- EXERCISE INSTRUCTIONS:
• 1. Retype the part of the article on Telugu genital greeting starting with "In America today, when" and going on through "Telugu vernacular literature.".
• 2. According to the article on Telugu genital greeting, who wrote the first grammar of the Telugu language?
• 3. Carry on the article on Telugu genital greeting from where it stops.

- TEXT SEGMENT:
□ □ □ □ □

Transcultural Development Sexology: Genital Greeting Versus Child Molestation

John Money, K. Swayam Prakasam, and Venkat N. Joshi*

ABSTRACT: Child rearing practices in the the Telugu-speaking people of India include behaviors of touching and kissing the penis.  The meaning of these customs is not erotic or sexual, but if engaged in in America would most likely be misconstrued and the parents suspected of child sexual abuse.  This example illustrates the importance of transcultural issues in assessing the meaning of genital gestures and practices.
  

In America today, when an older male establishes manual contact with the genitopelvic region of an infant or child for purposes other than hygienic care, that behavior is likely to be classified as child molestation or sexual child abuse.  Legally it is criminal and is subject to severe penalty.  By contrast, among the Telugu-speaking people of central southern India, similar behavior toward boys may be customarily prescribed.  The traditions of the Telugu-speaking people are of ancient origin.  Telugu kingdoms in central southern India are known to have existed as far back as the 2nd century B.C.  During the reign of Raja Raja Narendra in the 9th century A.D. the poet, Nannaya, wrote the first grammar of the Telugu language.  He also translated the great Indian epic, Maha Bharata, from Sanskrit into Telugu and thus laid the foundation stone of Telugu vernacular literature.

□ □ □ □ □

- INFORMATION GIVEN:
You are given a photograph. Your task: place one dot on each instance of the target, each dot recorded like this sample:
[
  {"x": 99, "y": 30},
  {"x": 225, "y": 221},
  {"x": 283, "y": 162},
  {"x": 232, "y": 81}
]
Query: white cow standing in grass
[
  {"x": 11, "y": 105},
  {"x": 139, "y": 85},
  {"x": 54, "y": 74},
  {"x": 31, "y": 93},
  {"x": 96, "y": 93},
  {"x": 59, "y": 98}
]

□ □ □ □ □

- ANSWERS:
• 1.
In America today, when an older male establishes manual contact with the genitopelvic region of an infant or child for purposes other than hygienic care, that behavior is likely to be classified as child molestation or sexual child abuse.  Legally it is criminal and is subject to severe penalty.  By contrast, among the Telugu-speaking people of central southern India, similar behavior toward boys may be customarily prescribed.  The traditions of the Telugu-speaking people are of ancient origin.  Telugu kingdoms in central southern India are known to have existed as far back as the 2nd century B.C.  During the reign of Raja Raja Narendra in the 9th century A.D. the poet, Nannaya, wrote the first grammar of the Telugu language.  He also translated the great Indian epic, Maha Bharata, from Sanskrit into Telugu and thus laid the foundation stone of Telugu vernacular literature.

• 2. The poet Nannaya wrote it during the reign of Raja Raja Narendra in the 9th century A.D.

• 3.
Telugu-speaking people today constitute the ethnic majority of the state of Andhra Pradesh, but they are not confined exclusively to this state.  The capital city of Andhra Pradesh is Hyderabad.  The total population of the state is 75 million or more.  The majority of the population is Hindu in religious affiliation, a minority Moslem, and lesser minority Christian.  One of the holiest temples and centers of Hindu scholarship in all of India is situated in the Telugu region.  It is the Balaji Temple of Lord Vishnu on the sacred hills of Tirumala, above the town of Tirupati.

Two of the present authors have participated in Telugu Hindu customs from birth to fatherhood.  The purpose of this paper is to present and discuss data drawn from their first-hand knowledge and experience.
  

Clothing and Nudity

In early infancy, babies become accustomed to being nude as they lie on a piece of cloth, covered by a second piece.  The cloth on which they lie accompanies them if they are picked up to be nursed or held, as it serves as a substitute for a diaper.  Adults expect that their own clothing will become wet if the baby urinates while being held.  It is considered auspicious to be wetted for the first time by a new baby.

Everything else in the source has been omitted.